Your reproduction of the entries should be exact and should contain no pictures.

| THE DATA |
BEGIN

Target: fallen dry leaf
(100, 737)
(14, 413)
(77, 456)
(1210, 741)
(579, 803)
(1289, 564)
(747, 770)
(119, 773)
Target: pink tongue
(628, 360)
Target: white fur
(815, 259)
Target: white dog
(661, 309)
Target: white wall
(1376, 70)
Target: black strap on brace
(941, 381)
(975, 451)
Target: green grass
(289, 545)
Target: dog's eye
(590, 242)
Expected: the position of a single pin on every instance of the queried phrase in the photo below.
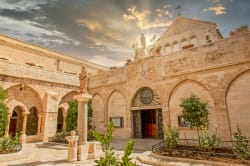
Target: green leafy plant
(240, 146)
(208, 142)
(195, 112)
(126, 160)
(109, 158)
(71, 119)
(3, 111)
(171, 136)
(8, 143)
(90, 127)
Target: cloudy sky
(103, 31)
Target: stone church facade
(143, 96)
(190, 57)
(39, 84)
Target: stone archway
(98, 117)
(29, 100)
(16, 121)
(238, 103)
(117, 111)
(147, 114)
(32, 122)
(60, 120)
(183, 90)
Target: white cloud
(22, 5)
(33, 31)
(105, 61)
(141, 18)
(219, 9)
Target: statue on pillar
(143, 41)
(83, 80)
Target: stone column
(6, 132)
(72, 146)
(23, 131)
(64, 113)
(39, 124)
(82, 125)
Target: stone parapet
(23, 71)
(225, 52)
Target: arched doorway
(59, 120)
(32, 122)
(15, 125)
(238, 103)
(147, 114)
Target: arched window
(175, 46)
(208, 39)
(32, 122)
(167, 48)
(183, 43)
(59, 120)
(193, 41)
(15, 124)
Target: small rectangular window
(182, 122)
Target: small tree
(71, 119)
(3, 111)
(240, 145)
(195, 112)
(171, 136)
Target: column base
(23, 138)
(89, 150)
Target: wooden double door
(147, 123)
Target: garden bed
(224, 155)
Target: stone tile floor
(47, 154)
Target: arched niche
(68, 97)
(60, 120)
(184, 90)
(146, 114)
(238, 103)
(32, 122)
(98, 114)
(117, 109)
(25, 95)
(16, 121)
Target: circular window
(146, 96)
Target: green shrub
(240, 147)
(8, 143)
(195, 112)
(208, 142)
(3, 111)
(171, 136)
(71, 119)
(109, 158)
(126, 160)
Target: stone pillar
(23, 131)
(6, 132)
(72, 146)
(49, 123)
(82, 125)
(39, 124)
(64, 113)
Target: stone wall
(217, 72)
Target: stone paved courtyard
(53, 154)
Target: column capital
(83, 97)
(25, 113)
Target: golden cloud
(218, 10)
(141, 18)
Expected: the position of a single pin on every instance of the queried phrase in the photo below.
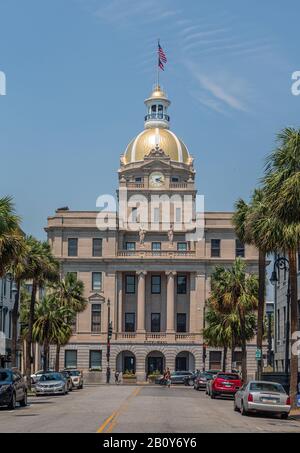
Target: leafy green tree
(234, 292)
(282, 188)
(50, 325)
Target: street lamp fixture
(282, 263)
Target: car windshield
(266, 387)
(51, 377)
(228, 377)
(75, 373)
(5, 376)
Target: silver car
(51, 384)
(263, 397)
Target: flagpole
(158, 64)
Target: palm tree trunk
(225, 358)
(261, 307)
(57, 355)
(14, 318)
(244, 348)
(294, 326)
(29, 336)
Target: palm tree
(248, 220)
(218, 333)
(235, 292)
(43, 268)
(282, 186)
(50, 326)
(69, 292)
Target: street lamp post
(270, 311)
(282, 263)
(109, 335)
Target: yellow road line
(111, 421)
(107, 421)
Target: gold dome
(147, 140)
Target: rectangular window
(156, 215)
(96, 281)
(155, 284)
(181, 322)
(156, 246)
(72, 247)
(215, 248)
(73, 274)
(130, 284)
(96, 360)
(178, 215)
(130, 246)
(96, 318)
(155, 322)
(129, 322)
(239, 249)
(70, 359)
(215, 358)
(97, 247)
(182, 246)
(181, 284)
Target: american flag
(161, 57)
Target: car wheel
(243, 411)
(13, 402)
(23, 402)
(235, 408)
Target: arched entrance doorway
(155, 363)
(185, 361)
(126, 362)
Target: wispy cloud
(220, 91)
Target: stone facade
(155, 274)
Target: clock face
(157, 179)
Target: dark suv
(13, 388)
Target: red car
(225, 384)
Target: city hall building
(148, 274)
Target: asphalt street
(136, 409)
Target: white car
(77, 378)
(262, 397)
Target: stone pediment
(96, 297)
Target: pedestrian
(168, 378)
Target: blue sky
(78, 72)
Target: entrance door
(155, 364)
(129, 364)
(181, 364)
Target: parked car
(13, 388)
(224, 384)
(263, 397)
(68, 378)
(190, 379)
(77, 378)
(37, 375)
(202, 379)
(177, 377)
(51, 384)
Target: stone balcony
(157, 338)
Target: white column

END

| TASK ANSWER |
Target: fallen dry leaf
(100, 737)
(14, 413)
(77, 456)
(1210, 741)
(579, 803)
(1289, 564)
(747, 770)
(119, 773)
Target: pink tongue
(628, 360)
Target: white fur
(815, 259)
Target: white dog
(661, 309)
Target: white wall
(1376, 70)
Target: black strap on brace
(941, 381)
(975, 451)
Target: green grass
(289, 545)
Target: dog's eye
(590, 242)
Expected: the position of a single pin on every instance of the queried phrase in the photo below.
Target: green leafy plant
(240, 146)
(208, 142)
(195, 112)
(126, 160)
(109, 158)
(71, 119)
(3, 111)
(171, 136)
(8, 143)
(90, 127)
Target: cloudy sky
(103, 31)
Target: stone church facade
(143, 96)
(190, 57)
(39, 84)
Target: stone archway
(98, 117)
(29, 100)
(16, 121)
(238, 103)
(117, 111)
(147, 114)
(32, 122)
(60, 120)
(183, 90)
Target: white cloud
(22, 5)
(33, 31)
(105, 61)
(141, 18)
(219, 9)
Target: statue on pillar
(143, 41)
(83, 80)
Target: stone column
(6, 132)
(72, 146)
(23, 131)
(64, 113)
(39, 124)
(82, 125)
Target: stone parapet
(23, 71)
(225, 52)
Target: arched doorway
(59, 120)
(32, 122)
(15, 125)
(238, 103)
(147, 114)
Target: arched window
(175, 46)
(208, 39)
(32, 122)
(167, 48)
(183, 43)
(59, 120)
(193, 41)
(15, 124)
Target: small rectangular window
(182, 122)
Target: small tree
(71, 119)
(3, 111)
(240, 145)
(195, 112)
(171, 136)
Target: column base
(23, 138)
(89, 150)
Target: wooden double door
(147, 123)
Target: garden bed
(224, 155)
Target: stone tile floor
(47, 154)
Target: arched niche
(68, 97)
(60, 120)
(184, 90)
(146, 114)
(238, 103)
(32, 122)
(98, 114)
(117, 109)
(25, 95)
(16, 121)
Target: circular window
(146, 96)
Target: green shrub
(240, 147)
(8, 143)
(195, 112)
(208, 142)
(3, 111)
(171, 136)
(71, 119)
(109, 158)
(126, 160)
Target: stone pillar
(23, 131)
(6, 132)
(72, 146)
(49, 123)
(82, 125)
(39, 124)
(64, 113)
Target: stone wall
(217, 72)
Target: stone paved courtyard
(53, 154)
Target: column capital
(83, 97)
(25, 113)
Target: golden cloud
(218, 10)
(141, 18)
Expected: the position of a single pin on every instance of the queried phrase in the photo below.
Target: leafy green tree
(234, 292)
(282, 188)
(50, 325)
Target: street lamp fixture
(282, 263)
Target: car windshield
(266, 387)
(51, 377)
(228, 377)
(75, 373)
(5, 376)
Target: silver car
(51, 384)
(263, 397)
Target: flagpole
(158, 64)
Target: palm tree trunk
(225, 358)
(261, 307)
(57, 355)
(14, 318)
(244, 348)
(294, 326)
(29, 336)
Target: palm tree
(248, 220)
(218, 333)
(235, 292)
(43, 268)
(282, 186)
(50, 326)
(69, 292)
Target: street lamp post
(270, 311)
(282, 263)
(109, 335)
Target: yellow road line
(111, 421)
(107, 421)
Target: gold dome
(147, 140)
Target: rectangular window
(156, 215)
(96, 281)
(155, 284)
(181, 322)
(156, 246)
(72, 247)
(215, 248)
(73, 274)
(130, 284)
(96, 360)
(178, 215)
(130, 246)
(96, 318)
(155, 322)
(129, 322)
(239, 249)
(70, 359)
(215, 358)
(97, 247)
(182, 246)
(181, 284)
Target: american flag
(161, 57)
Target: car wheel
(243, 411)
(13, 402)
(23, 402)
(235, 408)
Target: arched entrance doorway
(155, 363)
(185, 361)
(126, 362)
Target: wispy cloud
(220, 91)
Target: stone facade
(155, 274)
Target: clock face
(157, 179)
Target: dark suv
(13, 388)
Target: red car
(225, 384)
Target: city hall building
(148, 274)
Target: asphalt street
(136, 409)
Target: white car
(77, 378)
(262, 397)
Target: stone pediment
(96, 297)
Target: pedestrian
(168, 378)
Target: blue sky
(78, 72)
Target: entrance door
(155, 364)
(129, 364)
(181, 364)
Target: parked car
(13, 388)
(224, 384)
(263, 397)
(68, 378)
(190, 379)
(77, 378)
(37, 375)
(202, 379)
(177, 377)
(51, 384)
Target: stone balcony
(157, 338)
Target: white column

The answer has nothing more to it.